● **What is needed**: In the stretch of lines from the one containing "query: the noun phrase to segment: building" through the one containing "[[[761,63],[734,63],[734,89],[760,89],[762,84]]]", swap "every instance" for "each instance". Return only those lines, with everything else unchanged.

● **Dataset records**:
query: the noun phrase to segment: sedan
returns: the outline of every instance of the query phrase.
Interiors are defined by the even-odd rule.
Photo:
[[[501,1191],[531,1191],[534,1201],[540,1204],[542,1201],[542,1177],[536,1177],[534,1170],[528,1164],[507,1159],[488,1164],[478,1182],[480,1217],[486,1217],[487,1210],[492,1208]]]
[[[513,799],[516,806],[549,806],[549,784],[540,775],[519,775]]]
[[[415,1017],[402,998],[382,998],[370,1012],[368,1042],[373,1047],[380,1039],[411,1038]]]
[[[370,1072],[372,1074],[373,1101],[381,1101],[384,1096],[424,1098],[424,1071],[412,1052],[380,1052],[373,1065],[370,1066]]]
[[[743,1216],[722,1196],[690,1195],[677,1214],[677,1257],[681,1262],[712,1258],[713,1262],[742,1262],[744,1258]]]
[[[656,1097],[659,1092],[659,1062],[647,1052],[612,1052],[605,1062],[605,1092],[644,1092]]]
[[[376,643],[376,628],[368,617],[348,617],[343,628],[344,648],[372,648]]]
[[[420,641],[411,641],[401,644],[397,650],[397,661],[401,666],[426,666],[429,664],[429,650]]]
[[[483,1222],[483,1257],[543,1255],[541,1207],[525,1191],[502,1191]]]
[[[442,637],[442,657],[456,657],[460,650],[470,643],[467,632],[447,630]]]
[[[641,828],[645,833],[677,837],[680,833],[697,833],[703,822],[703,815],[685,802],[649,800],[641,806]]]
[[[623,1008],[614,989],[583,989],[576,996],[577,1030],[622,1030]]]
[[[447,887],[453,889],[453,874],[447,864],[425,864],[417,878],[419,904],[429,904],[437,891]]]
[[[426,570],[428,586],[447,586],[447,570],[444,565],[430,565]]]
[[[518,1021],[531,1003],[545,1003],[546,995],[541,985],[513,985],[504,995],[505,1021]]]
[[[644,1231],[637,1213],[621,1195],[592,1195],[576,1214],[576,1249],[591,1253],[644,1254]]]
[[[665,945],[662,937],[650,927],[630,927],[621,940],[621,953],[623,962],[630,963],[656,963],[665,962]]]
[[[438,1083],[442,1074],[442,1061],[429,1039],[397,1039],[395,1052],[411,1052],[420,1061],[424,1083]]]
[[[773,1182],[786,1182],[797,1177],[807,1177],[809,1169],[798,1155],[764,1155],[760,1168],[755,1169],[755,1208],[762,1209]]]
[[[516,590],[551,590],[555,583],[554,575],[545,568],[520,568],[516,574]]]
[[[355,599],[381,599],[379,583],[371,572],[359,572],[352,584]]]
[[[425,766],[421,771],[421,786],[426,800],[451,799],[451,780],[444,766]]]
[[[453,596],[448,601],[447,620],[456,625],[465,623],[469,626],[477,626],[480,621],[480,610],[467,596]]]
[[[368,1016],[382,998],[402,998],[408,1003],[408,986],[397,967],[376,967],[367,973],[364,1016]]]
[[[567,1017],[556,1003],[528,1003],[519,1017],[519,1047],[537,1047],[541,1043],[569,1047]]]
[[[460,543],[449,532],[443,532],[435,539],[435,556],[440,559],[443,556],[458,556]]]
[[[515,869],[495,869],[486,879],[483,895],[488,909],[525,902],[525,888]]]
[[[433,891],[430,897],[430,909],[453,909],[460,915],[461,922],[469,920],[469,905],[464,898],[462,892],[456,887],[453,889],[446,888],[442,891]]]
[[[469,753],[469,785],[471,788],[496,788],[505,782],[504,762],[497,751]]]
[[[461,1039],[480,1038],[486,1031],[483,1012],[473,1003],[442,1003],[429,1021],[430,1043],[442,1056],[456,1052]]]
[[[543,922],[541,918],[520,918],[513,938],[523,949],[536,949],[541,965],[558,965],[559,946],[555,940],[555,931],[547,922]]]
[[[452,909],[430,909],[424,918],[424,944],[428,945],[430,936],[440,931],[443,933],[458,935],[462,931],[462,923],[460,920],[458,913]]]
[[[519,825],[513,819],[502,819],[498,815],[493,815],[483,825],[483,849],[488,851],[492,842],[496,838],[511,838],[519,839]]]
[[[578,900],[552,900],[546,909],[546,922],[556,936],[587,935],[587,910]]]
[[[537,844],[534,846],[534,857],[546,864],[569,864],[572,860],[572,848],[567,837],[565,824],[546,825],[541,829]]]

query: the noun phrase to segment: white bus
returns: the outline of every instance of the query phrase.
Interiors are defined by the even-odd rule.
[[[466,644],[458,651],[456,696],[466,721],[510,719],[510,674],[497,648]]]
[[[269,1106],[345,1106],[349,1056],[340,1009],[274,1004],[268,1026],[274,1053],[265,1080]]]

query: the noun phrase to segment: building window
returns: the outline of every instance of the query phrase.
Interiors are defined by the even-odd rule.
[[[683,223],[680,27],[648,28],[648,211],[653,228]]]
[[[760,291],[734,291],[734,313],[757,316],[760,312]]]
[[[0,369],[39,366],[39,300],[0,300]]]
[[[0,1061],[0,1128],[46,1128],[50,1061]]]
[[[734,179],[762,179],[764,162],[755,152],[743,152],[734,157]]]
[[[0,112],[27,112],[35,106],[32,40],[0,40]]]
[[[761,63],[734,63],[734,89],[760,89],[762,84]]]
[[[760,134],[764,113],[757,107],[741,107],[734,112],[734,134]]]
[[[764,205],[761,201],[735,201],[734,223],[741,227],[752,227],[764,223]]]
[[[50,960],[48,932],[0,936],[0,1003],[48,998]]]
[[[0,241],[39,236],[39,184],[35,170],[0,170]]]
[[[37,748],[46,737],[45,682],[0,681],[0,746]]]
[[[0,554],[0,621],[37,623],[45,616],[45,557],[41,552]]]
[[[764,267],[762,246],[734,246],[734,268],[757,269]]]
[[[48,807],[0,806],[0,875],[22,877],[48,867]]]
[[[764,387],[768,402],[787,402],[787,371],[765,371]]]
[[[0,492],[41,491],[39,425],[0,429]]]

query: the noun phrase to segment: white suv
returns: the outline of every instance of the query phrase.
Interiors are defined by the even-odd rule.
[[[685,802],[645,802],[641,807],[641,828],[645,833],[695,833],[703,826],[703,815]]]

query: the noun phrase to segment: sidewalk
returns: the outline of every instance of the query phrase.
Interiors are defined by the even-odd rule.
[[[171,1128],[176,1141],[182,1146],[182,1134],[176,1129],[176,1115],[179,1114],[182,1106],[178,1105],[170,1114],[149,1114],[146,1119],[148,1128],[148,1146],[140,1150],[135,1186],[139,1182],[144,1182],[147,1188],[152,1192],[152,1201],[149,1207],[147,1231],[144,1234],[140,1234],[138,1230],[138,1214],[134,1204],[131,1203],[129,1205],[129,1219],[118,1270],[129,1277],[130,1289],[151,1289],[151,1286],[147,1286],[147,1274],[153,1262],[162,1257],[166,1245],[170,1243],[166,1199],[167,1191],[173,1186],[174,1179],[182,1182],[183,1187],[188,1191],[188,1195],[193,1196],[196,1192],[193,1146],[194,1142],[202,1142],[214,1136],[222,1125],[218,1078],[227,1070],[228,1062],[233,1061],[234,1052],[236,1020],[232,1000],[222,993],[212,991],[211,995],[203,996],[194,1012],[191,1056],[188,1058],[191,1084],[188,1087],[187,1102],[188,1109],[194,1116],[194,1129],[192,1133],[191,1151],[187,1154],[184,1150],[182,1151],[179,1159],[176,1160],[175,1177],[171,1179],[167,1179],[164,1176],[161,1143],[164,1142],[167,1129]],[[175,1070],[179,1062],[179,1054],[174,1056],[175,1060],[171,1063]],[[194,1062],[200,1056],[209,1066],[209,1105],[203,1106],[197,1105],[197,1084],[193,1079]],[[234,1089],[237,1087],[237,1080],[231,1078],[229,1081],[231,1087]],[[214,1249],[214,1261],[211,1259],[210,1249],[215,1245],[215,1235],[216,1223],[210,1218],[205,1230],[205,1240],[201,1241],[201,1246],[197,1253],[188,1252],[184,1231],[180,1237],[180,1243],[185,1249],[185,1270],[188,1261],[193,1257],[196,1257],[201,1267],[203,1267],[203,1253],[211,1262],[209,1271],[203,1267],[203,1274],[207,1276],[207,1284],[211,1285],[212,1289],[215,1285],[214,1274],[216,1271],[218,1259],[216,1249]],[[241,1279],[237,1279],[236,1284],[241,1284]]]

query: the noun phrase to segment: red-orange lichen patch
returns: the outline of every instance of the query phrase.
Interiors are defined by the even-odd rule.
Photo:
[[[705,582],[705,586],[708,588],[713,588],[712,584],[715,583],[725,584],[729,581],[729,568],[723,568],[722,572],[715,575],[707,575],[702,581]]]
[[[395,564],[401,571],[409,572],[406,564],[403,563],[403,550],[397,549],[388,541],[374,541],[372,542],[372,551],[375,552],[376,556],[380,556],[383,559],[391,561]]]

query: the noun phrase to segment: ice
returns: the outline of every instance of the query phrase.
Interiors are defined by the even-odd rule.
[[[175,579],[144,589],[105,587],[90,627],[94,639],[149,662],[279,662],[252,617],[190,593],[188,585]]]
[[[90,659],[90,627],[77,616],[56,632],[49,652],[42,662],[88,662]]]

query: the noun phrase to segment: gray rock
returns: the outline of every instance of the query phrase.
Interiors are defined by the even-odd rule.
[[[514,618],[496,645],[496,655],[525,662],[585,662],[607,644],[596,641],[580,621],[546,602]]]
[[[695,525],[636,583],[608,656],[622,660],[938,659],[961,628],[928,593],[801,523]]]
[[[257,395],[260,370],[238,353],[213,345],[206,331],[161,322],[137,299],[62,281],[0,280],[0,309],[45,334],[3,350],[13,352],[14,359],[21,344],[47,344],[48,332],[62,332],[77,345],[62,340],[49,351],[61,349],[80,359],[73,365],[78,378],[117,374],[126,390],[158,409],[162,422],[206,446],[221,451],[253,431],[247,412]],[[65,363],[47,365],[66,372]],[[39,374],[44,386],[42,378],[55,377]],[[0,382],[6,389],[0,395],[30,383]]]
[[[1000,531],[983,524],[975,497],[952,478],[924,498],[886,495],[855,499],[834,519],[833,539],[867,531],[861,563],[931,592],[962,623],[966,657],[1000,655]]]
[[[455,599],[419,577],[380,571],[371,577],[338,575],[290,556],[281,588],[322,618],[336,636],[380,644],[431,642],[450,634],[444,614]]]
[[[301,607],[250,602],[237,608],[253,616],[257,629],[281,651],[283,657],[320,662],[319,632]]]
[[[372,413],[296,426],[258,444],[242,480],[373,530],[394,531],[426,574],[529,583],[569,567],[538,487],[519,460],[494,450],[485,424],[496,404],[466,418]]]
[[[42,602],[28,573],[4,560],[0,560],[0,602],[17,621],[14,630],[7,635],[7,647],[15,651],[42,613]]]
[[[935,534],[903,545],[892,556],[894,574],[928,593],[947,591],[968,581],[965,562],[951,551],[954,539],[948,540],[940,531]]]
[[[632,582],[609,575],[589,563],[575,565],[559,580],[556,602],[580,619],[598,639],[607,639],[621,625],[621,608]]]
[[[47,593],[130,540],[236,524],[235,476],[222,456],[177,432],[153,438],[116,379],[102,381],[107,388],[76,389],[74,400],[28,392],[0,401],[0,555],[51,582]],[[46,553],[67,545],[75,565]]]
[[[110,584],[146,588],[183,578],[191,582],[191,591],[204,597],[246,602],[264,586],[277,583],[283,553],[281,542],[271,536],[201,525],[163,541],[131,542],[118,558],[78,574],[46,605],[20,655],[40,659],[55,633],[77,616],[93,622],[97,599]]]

● **Solution to this exercise**:
query: the noun phrase to segment: building window
returns: the outline of each instance of the query phrase.
Interiors are defined by the even-odd rule.
[[[683,223],[680,27],[648,28],[648,211],[653,228]]]
[[[760,291],[734,291],[734,313],[757,316],[760,312]]]
[[[0,369],[39,366],[39,300],[0,300]]]
[[[0,1061],[0,1128],[46,1128],[50,1061]]]
[[[734,179],[762,179],[764,162],[755,152],[743,152],[734,157]]]
[[[0,112],[27,112],[35,106],[32,40],[0,40]]]
[[[761,63],[734,63],[734,89],[760,89],[762,84]]]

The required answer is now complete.